■ **Position identification records**
****
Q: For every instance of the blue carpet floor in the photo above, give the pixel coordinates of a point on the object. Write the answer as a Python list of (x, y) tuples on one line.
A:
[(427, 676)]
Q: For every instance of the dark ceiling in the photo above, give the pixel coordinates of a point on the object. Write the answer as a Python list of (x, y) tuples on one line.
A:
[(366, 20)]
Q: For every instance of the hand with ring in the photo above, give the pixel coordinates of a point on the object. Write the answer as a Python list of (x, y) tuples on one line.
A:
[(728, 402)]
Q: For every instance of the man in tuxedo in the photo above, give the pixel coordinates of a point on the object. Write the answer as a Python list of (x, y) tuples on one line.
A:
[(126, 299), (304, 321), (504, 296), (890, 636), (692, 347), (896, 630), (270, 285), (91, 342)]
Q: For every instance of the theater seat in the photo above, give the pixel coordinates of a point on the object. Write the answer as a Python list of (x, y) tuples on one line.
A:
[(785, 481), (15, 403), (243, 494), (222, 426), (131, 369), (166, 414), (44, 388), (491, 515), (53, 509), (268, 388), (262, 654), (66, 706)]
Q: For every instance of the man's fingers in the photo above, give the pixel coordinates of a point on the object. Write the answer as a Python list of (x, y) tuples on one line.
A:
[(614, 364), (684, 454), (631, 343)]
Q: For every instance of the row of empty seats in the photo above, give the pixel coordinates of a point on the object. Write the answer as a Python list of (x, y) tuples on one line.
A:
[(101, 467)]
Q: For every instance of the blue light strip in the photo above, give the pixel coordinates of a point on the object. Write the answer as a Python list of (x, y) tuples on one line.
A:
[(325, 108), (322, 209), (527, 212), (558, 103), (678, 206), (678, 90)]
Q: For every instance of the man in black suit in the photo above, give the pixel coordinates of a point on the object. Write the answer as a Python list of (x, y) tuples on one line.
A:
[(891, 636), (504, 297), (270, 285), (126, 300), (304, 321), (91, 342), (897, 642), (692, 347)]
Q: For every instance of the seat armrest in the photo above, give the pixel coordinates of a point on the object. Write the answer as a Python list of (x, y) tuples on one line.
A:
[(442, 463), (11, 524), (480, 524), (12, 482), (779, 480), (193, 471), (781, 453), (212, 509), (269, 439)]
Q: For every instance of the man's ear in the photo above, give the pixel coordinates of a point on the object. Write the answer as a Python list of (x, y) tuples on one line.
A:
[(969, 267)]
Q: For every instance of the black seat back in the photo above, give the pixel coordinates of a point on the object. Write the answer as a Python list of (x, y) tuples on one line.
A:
****
■ **Task statement**
Copy the records word for word, starting with the line that contains "Q: For every instance of the man's fingers" and ending with the line that contains "[(614, 364), (684, 454), (631, 343)]", both lines included.

■ **Result for this task**
Q: For every instance of the man's fingers in the photo above, give the pixel coordinates of a point on the object. Write the answer as a Python list of (x, y) tuples on one line.
A:
[(614, 364), (684, 454), (631, 343)]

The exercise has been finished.